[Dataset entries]
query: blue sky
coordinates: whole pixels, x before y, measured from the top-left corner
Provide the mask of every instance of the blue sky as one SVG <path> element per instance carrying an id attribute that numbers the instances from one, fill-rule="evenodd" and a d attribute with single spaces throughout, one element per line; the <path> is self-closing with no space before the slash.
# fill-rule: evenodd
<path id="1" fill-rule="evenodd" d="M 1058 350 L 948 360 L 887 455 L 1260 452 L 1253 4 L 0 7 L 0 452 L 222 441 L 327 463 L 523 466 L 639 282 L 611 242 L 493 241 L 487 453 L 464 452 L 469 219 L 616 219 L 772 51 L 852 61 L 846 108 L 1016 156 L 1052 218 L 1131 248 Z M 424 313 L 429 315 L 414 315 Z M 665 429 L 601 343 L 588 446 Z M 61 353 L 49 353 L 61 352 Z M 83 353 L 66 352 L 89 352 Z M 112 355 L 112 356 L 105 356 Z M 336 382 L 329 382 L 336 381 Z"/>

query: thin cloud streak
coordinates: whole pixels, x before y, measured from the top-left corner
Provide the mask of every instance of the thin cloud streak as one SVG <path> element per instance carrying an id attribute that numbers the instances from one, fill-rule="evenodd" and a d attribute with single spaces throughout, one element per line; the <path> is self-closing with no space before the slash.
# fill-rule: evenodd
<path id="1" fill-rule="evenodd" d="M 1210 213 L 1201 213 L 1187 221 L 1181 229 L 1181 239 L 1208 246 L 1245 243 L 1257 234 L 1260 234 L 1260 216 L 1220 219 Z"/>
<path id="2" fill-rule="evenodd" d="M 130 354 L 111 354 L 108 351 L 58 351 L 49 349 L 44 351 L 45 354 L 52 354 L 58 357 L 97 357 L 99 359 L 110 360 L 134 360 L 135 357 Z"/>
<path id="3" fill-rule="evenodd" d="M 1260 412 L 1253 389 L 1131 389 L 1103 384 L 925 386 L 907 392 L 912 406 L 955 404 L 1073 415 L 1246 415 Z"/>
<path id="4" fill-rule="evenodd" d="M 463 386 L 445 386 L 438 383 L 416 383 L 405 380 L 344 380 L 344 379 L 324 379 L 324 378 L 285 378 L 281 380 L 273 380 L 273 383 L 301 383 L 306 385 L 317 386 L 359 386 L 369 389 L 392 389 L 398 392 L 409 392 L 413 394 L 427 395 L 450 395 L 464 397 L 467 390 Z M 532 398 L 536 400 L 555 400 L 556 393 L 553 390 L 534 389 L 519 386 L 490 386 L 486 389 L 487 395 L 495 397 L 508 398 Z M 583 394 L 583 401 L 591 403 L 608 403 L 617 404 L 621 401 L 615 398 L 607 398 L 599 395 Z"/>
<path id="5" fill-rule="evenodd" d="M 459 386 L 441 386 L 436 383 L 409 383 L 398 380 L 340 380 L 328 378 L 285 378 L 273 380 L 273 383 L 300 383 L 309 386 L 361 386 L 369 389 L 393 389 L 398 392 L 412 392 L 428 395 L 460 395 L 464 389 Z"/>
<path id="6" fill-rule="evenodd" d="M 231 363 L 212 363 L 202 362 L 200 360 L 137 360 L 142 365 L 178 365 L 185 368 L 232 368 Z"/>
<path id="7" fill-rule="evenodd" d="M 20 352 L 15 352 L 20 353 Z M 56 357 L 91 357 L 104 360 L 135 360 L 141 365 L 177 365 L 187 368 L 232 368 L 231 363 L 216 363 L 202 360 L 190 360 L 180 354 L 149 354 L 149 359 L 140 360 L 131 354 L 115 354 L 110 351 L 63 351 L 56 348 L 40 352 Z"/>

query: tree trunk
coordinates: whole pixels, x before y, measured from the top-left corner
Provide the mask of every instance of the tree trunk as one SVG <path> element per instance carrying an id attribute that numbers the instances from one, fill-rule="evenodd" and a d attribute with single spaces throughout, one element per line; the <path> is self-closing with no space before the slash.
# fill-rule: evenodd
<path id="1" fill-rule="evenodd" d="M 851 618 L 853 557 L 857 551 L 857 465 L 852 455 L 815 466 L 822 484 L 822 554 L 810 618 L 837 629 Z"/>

### Your instructions
From the records above, repeat exactly the lines from the one with "query: tree trunk" through the one with "Provide the mask of every instance of the tree", both included.

### Your solution
query: tree trunk
coordinates: whole pixels, x before y, measured from the top-left corner
Provide the mask of every instance of the tree trunk as one SVG <path> element per instance carrying an id attribute that numbers the instances from one, fill-rule="evenodd" and a d attribute with single spaces throughout, one element per line; the <path> is self-closing with no space before the slash.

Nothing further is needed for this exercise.